:: Provided records

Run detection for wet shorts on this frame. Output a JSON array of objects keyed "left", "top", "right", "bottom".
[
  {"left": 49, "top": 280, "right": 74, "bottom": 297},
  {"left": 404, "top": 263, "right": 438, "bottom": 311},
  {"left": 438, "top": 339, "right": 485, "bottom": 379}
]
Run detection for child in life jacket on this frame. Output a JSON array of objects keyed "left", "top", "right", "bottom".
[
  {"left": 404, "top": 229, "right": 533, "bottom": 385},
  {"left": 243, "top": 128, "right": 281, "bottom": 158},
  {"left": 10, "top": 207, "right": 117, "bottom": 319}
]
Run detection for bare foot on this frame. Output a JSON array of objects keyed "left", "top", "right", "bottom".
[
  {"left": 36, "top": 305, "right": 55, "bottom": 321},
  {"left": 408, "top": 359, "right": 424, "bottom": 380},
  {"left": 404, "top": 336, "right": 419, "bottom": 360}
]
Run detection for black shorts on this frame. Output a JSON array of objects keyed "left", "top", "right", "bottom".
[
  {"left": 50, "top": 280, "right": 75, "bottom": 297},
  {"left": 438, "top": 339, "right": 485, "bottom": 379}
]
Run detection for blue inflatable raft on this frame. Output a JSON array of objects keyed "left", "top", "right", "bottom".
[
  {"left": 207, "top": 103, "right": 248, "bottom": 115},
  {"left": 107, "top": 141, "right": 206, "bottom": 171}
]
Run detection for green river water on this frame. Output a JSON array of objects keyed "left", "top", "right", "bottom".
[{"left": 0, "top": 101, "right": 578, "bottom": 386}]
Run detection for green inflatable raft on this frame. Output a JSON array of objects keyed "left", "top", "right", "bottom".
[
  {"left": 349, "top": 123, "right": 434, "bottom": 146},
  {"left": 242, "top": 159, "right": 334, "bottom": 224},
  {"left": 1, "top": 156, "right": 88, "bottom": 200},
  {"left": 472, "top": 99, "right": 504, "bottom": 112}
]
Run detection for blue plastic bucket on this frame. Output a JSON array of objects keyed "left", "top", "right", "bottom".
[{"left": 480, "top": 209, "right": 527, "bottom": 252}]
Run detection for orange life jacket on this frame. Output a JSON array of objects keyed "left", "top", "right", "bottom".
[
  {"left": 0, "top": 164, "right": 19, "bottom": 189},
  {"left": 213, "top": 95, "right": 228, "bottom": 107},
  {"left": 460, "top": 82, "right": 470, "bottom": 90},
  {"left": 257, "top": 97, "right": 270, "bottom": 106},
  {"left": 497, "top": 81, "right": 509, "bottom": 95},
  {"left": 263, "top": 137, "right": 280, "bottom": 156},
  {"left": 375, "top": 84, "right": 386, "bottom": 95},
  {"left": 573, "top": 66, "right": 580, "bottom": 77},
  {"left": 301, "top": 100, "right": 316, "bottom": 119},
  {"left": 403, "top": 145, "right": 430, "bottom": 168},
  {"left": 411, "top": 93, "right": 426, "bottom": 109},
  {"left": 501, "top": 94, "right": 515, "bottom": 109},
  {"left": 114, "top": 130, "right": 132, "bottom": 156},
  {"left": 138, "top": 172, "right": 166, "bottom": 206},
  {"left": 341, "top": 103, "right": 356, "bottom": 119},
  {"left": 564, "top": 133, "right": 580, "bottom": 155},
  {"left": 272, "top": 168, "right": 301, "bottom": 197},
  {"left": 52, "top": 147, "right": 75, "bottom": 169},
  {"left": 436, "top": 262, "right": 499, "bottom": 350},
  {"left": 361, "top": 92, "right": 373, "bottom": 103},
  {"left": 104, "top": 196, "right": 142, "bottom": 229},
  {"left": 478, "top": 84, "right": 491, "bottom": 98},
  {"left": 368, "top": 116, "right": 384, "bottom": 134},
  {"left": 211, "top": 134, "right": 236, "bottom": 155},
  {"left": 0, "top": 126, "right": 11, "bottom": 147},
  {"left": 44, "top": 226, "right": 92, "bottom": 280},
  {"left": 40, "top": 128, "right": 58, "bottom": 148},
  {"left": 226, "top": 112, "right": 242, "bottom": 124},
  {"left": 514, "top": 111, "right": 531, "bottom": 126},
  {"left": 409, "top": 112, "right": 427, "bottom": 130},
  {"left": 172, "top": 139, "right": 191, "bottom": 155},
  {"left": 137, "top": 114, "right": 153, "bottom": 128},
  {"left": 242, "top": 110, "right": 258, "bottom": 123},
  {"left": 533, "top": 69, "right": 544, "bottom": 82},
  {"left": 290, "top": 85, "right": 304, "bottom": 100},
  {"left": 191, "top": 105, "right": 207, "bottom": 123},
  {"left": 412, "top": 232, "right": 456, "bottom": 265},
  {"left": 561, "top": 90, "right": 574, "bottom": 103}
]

::::

- **Work item**
Restate every entry word for word.

- **Result of the exercise**
Run detection for wet shorts on this frame. Output a JSON array of objects keyed "left", "top", "right", "bottom".
[
  {"left": 49, "top": 280, "right": 74, "bottom": 297},
  {"left": 404, "top": 263, "right": 438, "bottom": 311},
  {"left": 438, "top": 339, "right": 485, "bottom": 379}
]
Run detection for child in life jacket on this frame. Output a JSON array of objects keyed "left", "top", "right", "bottom".
[
  {"left": 404, "top": 229, "right": 533, "bottom": 385},
  {"left": 243, "top": 128, "right": 281, "bottom": 158},
  {"left": 10, "top": 207, "right": 117, "bottom": 319}
]
Run detection for bare foot on this frame. Output a JSON array of objects keyed "left", "top", "right", "bottom".
[
  {"left": 36, "top": 305, "right": 55, "bottom": 321},
  {"left": 408, "top": 359, "right": 424, "bottom": 380},
  {"left": 404, "top": 336, "right": 419, "bottom": 360}
]
Run detection for black shorts on this frame. Output a JSON array of objects keyed "left", "top", "right", "bottom".
[
  {"left": 50, "top": 280, "right": 75, "bottom": 297},
  {"left": 438, "top": 339, "right": 485, "bottom": 379}
]
Run detection for blue inflatable raft on this frame. Output a JSON array of objects keyed "left", "top", "right", "bottom".
[
  {"left": 207, "top": 103, "right": 248, "bottom": 115},
  {"left": 107, "top": 141, "right": 206, "bottom": 171}
]
Run detection for green river water on this frame. Output a JSON array of objects keyed "left", "top", "right", "bottom".
[{"left": 0, "top": 101, "right": 578, "bottom": 386}]
Run detection for green inflatable raft on this frame. Output a JSON array of objects keyed "left", "top", "right", "bottom".
[
  {"left": 349, "top": 123, "right": 434, "bottom": 146},
  {"left": 242, "top": 159, "right": 334, "bottom": 224},
  {"left": 1, "top": 156, "right": 88, "bottom": 200},
  {"left": 472, "top": 99, "right": 504, "bottom": 112}
]
Run detection for blue plastic bucket on this frame. Output a JSON array of objects keyed "left", "top", "right", "bottom".
[{"left": 480, "top": 209, "right": 527, "bottom": 252}]
Run detection for orange life jacket on this frame. Output a JSON array of objects keyed "left", "top", "right", "bottom".
[
  {"left": 0, "top": 164, "right": 19, "bottom": 189},
  {"left": 213, "top": 95, "right": 228, "bottom": 107},
  {"left": 460, "top": 82, "right": 470, "bottom": 90},
  {"left": 257, "top": 97, "right": 270, "bottom": 106},
  {"left": 497, "top": 81, "right": 509, "bottom": 95},
  {"left": 263, "top": 137, "right": 280, "bottom": 156},
  {"left": 375, "top": 84, "right": 386, "bottom": 95},
  {"left": 573, "top": 66, "right": 580, "bottom": 77},
  {"left": 301, "top": 100, "right": 316, "bottom": 119},
  {"left": 403, "top": 145, "right": 430, "bottom": 168},
  {"left": 411, "top": 93, "right": 426, "bottom": 109},
  {"left": 501, "top": 94, "right": 515, "bottom": 109},
  {"left": 114, "top": 130, "right": 132, "bottom": 156},
  {"left": 138, "top": 172, "right": 166, "bottom": 206},
  {"left": 341, "top": 103, "right": 356, "bottom": 119},
  {"left": 564, "top": 133, "right": 580, "bottom": 155},
  {"left": 272, "top": 168, "right": 301, "bottom": 197},
  {"left": 52, "top": 147, "right": 75, "bottom": 169},
  {"left": 436, "top": 262, "right": 499, "bottom": 350},
  {"left": 361, "top": 92, "right": 373, "bottom": 103},
  {"left": 104, "top": 196, "right": 142, "bottom": 229},
  {"left": 478, "top": 84, "right": 491, "bottom": 98},
  {"left": 368, "top": 116, "right": 384, "bottom": 134},
  {"left": 211, "top": 134, "right": 236, "bottom": 155},
  {"left": 0, "top": 126, "right": 11, "bottom": 147},
  {"left": 44, "top": 226, "right": 92, "bottom": 280},
  {"left": 40, "top": 128, "right": 58, "bottom": 148},
  {"left": 226, "top": 112, "right": 242, "bottom": 124},
  {"left": 514, "top": 111, "right": 531, "bottom": 126},
  {"left": 409, "top": 112, "right": 427, "bottom": 130},
  {"left": 172, "top": 139, "right": 191, "bottom": 155},
  {"left": 137, "top": 114, "right": 153, "bottom": 128},
  {"left": 242, "top": 110, "right": 258, "bottom": 123},
  {"left": 533, "top": 69, "right": 544, "bottom": 82},
  {"left": 290, "top": 85, "right": 304, "bottom": 100},
  {"left": 191, "top": 105, "right": 207, "bottom": 123},
  {"left": 412, "top": 232, "right": 456, "bottom": 265},
  {"left": 561, "top": 90, "right": 574, "bottom": 103}
]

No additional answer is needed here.